What to do >>
Repeat the lines of the listing below exactly, starting at the line that contains "of the roof" and running through the last line, both included, and only those.
··········
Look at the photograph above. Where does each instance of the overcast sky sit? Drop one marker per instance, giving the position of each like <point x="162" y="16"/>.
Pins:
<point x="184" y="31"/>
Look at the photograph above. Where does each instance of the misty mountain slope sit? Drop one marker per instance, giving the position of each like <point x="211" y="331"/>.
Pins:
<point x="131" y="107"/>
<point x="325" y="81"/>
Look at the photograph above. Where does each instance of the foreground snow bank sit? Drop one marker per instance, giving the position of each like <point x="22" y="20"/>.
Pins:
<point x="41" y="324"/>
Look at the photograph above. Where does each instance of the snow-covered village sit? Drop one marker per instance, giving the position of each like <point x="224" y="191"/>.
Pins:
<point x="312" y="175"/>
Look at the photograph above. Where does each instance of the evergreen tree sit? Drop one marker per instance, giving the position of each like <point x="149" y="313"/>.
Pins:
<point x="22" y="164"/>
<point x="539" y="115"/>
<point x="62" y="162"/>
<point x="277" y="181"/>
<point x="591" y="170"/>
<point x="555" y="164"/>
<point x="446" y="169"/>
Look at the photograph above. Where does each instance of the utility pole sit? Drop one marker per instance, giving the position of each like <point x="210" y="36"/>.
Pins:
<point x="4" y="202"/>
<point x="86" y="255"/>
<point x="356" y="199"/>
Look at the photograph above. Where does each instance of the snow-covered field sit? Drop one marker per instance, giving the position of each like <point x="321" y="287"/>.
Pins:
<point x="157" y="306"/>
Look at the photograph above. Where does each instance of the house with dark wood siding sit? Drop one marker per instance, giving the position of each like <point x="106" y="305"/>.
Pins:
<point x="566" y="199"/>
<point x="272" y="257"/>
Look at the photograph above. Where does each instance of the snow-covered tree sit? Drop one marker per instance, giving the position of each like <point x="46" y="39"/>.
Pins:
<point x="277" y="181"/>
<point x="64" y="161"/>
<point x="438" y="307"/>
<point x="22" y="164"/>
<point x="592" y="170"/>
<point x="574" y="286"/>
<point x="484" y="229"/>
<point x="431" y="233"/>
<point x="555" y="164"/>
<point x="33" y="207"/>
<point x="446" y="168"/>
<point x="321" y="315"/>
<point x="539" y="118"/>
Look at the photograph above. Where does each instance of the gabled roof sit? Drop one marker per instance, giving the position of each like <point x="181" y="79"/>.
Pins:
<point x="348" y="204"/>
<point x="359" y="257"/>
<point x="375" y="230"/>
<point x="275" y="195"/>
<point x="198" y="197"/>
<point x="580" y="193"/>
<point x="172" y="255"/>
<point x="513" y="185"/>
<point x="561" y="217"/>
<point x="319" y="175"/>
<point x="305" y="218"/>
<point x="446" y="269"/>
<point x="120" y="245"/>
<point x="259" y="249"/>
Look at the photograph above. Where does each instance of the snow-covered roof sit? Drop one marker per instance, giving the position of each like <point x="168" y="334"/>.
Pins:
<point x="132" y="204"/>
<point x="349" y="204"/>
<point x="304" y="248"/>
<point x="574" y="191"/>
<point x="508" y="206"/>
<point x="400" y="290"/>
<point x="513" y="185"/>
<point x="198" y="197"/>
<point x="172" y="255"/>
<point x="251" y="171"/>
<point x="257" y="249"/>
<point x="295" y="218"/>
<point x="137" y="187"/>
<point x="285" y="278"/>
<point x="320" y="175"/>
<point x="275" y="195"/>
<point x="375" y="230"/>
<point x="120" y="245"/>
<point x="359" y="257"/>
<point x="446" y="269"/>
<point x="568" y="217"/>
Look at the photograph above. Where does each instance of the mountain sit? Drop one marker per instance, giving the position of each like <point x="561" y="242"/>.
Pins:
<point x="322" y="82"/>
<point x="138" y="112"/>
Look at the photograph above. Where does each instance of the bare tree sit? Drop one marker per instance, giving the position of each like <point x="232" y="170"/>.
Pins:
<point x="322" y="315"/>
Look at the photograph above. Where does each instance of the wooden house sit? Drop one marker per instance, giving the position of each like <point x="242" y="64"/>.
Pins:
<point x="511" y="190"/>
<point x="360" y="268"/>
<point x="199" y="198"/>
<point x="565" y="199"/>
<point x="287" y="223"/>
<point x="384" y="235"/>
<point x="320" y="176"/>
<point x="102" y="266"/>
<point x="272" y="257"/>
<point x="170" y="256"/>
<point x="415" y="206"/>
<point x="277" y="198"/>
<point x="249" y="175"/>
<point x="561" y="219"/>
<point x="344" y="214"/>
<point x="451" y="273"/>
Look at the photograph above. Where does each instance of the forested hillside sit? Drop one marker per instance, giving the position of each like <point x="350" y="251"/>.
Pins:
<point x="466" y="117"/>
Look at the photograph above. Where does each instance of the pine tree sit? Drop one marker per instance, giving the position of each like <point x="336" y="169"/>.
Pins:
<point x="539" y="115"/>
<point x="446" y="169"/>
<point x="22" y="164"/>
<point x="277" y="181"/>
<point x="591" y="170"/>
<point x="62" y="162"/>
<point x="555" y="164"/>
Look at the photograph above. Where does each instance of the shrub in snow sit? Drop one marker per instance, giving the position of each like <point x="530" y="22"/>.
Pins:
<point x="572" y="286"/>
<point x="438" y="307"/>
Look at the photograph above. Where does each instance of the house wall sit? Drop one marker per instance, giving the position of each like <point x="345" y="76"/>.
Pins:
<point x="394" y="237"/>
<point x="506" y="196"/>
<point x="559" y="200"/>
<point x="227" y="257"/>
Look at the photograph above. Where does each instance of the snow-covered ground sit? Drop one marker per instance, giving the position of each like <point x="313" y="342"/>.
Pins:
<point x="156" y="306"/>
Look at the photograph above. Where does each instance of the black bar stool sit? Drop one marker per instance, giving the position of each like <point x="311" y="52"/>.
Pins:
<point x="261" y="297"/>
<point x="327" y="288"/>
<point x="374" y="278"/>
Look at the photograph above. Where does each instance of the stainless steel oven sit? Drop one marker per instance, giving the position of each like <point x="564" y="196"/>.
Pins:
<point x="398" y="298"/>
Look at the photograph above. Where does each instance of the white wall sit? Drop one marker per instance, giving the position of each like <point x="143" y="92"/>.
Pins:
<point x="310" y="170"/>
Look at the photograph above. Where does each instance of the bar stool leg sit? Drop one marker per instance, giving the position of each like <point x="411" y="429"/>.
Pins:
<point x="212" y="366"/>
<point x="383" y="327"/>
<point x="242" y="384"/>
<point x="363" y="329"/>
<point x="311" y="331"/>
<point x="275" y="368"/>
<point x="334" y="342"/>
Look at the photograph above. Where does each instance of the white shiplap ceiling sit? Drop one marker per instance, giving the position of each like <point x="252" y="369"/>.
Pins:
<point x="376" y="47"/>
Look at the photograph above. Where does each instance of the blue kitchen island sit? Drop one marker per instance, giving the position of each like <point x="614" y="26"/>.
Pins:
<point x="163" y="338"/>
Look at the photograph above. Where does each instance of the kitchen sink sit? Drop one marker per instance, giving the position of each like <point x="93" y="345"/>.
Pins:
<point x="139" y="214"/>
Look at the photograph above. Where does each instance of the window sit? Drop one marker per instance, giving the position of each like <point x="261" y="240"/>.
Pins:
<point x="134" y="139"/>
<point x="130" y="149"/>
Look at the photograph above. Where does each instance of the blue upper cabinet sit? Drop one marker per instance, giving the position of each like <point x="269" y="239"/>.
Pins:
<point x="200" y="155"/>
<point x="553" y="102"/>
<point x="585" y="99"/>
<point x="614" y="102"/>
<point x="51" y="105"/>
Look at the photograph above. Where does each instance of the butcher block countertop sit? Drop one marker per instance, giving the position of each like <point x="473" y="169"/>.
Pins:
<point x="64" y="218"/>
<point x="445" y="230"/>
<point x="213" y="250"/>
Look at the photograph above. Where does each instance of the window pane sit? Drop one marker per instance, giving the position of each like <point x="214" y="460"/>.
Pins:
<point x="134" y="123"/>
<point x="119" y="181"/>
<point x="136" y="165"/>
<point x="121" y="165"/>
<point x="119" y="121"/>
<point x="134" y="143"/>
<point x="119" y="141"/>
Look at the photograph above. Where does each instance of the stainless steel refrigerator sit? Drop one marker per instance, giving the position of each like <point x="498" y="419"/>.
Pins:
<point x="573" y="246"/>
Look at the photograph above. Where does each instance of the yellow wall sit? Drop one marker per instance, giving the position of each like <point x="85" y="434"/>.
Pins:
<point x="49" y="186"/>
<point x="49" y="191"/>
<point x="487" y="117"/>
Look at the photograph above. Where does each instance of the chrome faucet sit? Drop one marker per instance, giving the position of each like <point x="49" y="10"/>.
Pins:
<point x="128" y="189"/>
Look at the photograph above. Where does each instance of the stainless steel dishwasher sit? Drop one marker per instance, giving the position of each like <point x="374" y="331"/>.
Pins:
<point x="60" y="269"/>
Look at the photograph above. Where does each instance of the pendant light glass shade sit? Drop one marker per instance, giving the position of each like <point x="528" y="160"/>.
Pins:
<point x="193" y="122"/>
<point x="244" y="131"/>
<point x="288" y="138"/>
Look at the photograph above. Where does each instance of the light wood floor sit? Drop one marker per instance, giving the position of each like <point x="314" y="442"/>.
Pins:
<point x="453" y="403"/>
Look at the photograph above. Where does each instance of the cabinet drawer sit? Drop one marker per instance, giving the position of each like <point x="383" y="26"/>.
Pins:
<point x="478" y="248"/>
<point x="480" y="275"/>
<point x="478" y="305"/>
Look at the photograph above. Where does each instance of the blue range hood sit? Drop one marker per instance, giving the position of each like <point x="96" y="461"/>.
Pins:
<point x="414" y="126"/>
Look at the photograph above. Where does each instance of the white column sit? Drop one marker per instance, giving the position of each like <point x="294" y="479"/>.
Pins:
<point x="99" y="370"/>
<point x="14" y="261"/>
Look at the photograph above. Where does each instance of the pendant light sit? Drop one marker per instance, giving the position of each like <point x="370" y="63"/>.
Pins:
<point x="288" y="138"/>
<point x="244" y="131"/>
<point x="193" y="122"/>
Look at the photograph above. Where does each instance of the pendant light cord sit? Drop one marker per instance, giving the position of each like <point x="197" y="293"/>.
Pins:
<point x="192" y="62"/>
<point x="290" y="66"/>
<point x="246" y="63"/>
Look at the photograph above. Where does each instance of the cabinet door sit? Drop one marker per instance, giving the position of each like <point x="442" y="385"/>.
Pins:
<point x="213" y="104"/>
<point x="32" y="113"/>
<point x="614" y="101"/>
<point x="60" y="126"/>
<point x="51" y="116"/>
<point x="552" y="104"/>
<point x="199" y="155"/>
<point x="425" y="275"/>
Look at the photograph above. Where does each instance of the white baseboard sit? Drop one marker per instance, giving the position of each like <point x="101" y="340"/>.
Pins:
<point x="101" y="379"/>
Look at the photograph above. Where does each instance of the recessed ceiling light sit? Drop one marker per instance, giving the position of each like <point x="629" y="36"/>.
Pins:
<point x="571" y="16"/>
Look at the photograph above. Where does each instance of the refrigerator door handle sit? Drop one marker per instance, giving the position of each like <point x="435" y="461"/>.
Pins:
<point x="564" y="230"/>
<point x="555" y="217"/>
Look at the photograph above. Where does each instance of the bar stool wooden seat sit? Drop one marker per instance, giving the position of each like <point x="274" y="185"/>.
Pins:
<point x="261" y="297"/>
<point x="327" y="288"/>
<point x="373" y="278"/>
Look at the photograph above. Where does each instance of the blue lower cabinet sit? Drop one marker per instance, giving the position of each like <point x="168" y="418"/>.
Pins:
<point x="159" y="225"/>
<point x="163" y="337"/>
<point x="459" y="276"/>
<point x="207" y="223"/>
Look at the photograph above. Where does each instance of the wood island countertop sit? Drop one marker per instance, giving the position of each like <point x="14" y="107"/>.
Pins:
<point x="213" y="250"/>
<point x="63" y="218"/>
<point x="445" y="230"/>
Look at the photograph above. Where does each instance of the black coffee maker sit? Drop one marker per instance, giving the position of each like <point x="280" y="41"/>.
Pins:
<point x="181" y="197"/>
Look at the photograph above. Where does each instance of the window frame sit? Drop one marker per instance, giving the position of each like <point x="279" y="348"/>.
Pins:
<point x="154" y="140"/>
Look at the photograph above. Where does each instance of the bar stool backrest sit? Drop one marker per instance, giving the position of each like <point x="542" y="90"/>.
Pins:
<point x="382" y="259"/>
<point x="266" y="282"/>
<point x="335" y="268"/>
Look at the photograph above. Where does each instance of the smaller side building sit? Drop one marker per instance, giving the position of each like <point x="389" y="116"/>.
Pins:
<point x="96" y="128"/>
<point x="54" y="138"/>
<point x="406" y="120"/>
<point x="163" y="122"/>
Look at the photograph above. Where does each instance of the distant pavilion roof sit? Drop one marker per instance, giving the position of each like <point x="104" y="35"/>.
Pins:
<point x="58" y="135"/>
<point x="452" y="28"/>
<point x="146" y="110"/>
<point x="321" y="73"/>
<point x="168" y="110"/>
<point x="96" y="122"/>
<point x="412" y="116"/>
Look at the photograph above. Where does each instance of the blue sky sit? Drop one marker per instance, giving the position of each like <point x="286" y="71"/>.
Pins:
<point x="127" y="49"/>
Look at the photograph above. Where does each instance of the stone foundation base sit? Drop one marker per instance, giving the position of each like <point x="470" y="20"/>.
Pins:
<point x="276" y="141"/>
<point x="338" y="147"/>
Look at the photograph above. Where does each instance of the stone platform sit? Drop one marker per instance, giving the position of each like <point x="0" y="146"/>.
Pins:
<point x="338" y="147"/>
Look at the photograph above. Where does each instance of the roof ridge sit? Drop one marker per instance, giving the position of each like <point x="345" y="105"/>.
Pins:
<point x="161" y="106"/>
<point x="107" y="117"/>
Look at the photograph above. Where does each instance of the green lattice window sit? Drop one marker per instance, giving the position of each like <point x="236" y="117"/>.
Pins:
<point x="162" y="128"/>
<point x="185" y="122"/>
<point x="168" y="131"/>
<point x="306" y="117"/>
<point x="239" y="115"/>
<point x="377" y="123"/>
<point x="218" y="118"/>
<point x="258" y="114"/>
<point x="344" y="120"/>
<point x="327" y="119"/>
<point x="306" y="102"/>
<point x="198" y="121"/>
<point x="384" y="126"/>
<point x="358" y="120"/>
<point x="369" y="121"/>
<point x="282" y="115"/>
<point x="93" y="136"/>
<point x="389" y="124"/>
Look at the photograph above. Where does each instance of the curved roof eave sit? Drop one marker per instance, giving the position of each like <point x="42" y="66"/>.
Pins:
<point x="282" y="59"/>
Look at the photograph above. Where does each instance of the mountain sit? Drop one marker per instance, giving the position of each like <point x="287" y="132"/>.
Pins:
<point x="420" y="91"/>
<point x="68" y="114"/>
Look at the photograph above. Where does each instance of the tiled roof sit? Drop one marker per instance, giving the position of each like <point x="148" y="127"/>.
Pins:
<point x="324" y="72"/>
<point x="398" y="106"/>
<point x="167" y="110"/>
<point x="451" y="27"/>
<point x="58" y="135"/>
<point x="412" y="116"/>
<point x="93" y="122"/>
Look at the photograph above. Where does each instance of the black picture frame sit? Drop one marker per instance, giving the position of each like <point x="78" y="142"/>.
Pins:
··········
Worked solution >>
Look at the photograph above. Where does each instance of the roof ridge sit? Drop one marker per instance, giving the position of each like <point x="345" y="105"/>.
Pins:
<point x="161" y="106"/>
<point x="107" y="117"/>
Look at the photograph above. Where does each instance of the green lattice window sit? Drop one marker per instance, giving the position of each like <point x="236" y="117"/>.
Pins:
<point x="162" y="128"/>
<point x="185" y="122"/>
<point x="168" y="131"/>
<point x="306" y="117"/>
<point x="239" y="115"/>
<point x="377" y="123"/>
<point x="218" y="118"/>
<point x="258" y="114"/>
<point x="344" y="120"/>
<point x="327" y="119"/>
<point x="306" y="102"/>
<point x="198" y="121"/>
<point x="384" y="126"/>
<point x="358" y="120"/>
<point x="369" y="121"/>
<point x="282" y="115"/>
<point x="93" y="136"/>
<point x="389" y="124"/>
Look at the photograph above. Where does each instance of the curved roof eave sit? Drop one marker per instance, giving the position of each like <point x="42" y="66"/>.
Pins:
<point x="282" y="59"/>
Look at the photograph above. Where does each instance of the mountain sit? Drop one marker per instance, giving the position of each like <point x="287" y="132"/>.
Pins:
<point x="420" y="91"/>
<point x="68" y="114"/>
Look at the photograph above. Where does each instance of the tiled roof sit? Drop one marker per instance, giving the position of each like <point x="148" y="127"/>.
Pins:
<point x="324" y="72"/>
<point x="398" y="106"/>
<point x="167" y="110"/>
<point x="451" y="27"/>
<point x="58" y="135"/>
<point x="412" y="116"/>
<point x="93" y="122"/>
Look at the photograph above. Where does each instance of the black picture frame sit? Drop one marker per instance, giving the position of each like <point x="78" y="142"/>.
Pins:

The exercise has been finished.